Goal: Rewrite only the part of the listing that opens with the line containing "Phrase: woman's dark hair" and closes with the line containing "Phrase: blurred foliage". Replace "necktie" with "tie" and keep everything else unchanged.
━━━━━━━━━━━━━━━━━━━━━━━━━━━━━━
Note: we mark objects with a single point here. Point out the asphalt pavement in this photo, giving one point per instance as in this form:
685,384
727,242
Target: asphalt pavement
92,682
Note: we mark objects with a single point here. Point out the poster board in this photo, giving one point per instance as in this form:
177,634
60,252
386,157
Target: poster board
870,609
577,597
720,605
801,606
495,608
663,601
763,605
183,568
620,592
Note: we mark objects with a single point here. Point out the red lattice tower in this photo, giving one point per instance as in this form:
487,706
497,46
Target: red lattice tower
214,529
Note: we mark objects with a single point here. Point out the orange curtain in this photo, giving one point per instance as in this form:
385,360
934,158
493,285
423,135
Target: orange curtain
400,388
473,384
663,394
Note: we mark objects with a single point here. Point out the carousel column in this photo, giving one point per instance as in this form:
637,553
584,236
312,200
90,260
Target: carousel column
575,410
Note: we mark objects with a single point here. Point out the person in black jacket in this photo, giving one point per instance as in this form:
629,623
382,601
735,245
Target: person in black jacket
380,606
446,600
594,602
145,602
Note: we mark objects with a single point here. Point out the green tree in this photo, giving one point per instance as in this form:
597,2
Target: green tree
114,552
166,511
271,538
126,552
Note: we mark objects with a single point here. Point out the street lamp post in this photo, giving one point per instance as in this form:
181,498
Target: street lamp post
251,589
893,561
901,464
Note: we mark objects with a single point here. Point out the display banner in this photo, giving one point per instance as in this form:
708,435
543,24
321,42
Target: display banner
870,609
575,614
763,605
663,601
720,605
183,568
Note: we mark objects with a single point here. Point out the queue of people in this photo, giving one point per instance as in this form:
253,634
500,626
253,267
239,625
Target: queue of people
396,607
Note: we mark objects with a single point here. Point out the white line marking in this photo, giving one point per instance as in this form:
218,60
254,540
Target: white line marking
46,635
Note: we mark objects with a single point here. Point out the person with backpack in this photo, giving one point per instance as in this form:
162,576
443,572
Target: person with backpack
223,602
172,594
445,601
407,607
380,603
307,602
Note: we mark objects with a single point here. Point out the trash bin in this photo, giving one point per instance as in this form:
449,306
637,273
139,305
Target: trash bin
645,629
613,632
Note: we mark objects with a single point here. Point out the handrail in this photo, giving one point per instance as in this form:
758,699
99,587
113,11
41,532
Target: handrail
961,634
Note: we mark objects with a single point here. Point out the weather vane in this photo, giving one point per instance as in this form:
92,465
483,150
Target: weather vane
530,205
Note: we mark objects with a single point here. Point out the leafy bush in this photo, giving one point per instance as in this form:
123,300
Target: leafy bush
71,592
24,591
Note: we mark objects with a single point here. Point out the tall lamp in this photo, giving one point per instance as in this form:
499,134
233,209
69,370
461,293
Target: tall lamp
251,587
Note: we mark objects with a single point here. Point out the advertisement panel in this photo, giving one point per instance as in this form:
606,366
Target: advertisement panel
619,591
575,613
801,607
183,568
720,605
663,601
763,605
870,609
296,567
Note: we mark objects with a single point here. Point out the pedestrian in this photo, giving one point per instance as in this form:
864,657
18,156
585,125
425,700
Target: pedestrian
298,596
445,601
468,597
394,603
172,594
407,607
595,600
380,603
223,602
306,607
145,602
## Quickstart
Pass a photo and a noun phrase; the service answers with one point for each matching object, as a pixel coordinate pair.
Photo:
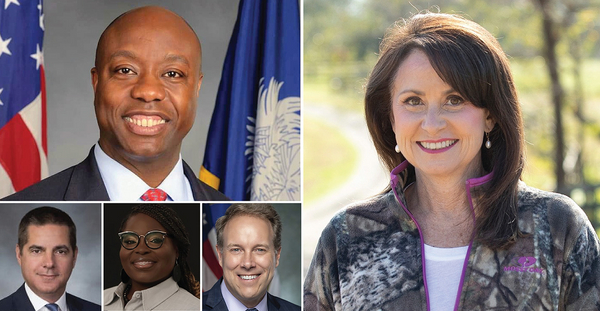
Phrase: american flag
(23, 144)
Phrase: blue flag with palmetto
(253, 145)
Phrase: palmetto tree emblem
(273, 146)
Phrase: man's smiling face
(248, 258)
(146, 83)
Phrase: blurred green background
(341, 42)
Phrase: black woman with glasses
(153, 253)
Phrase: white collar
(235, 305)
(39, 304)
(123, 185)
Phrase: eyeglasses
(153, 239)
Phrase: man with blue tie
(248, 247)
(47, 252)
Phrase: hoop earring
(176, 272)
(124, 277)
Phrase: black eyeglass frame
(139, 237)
━━━━━━━━━━━━━━━━━━━━━━━━━━━━━━
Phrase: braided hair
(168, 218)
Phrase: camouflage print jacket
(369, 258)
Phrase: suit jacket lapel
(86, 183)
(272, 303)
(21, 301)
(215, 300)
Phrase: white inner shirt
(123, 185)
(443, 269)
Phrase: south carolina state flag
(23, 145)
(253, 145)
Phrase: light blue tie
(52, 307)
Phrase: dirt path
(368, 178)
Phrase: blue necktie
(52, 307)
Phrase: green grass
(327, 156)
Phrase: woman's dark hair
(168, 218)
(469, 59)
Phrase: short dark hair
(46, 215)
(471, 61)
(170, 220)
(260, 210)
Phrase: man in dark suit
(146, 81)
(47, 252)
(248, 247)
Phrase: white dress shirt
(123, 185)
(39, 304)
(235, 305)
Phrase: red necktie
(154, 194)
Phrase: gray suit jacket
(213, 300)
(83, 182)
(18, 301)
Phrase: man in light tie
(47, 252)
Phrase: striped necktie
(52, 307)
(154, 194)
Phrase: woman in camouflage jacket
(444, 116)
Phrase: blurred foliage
━━━━━━━━━━━━━━━━━━━━━━━━━━━━━━
Exercise result:
Phrase: woman's dark hair
(168, 218)
(469, 59)
Phrase: short dark hair
(46, 215)
(471, 61)
(170, 220)
(260, 210)
Phrase: man in dark suit
(146, 81)
(47, 252)
(248, 247)
Phrase: white dress shirt
(123, 185)
(39, 304)
(235, 305)
Phrase: red tie
(154, 194)
Phrase: gray suit jacket
(213, 300)
(83, 182)
(18, 301)
Phrase: man in light tie
(47, 252)
Phrase: striped tie
(52, 307)
(154, 194)
Phrase: woman in camouflage jacket
(444, 116)
Phrase: blurred foliage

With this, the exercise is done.